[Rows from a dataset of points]
══════════

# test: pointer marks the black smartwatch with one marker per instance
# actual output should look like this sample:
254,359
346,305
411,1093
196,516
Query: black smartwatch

══════════

* STATED EXERCISE: Write out every line of the rows above again, character for character.

* RESULT OF THIS EXERCISE:
# test: pointer marks the black smartwatch with one marker per instance
# actual output should look like this sample:
254,359
346,305
411,1093
196,516
Query: black smartwatch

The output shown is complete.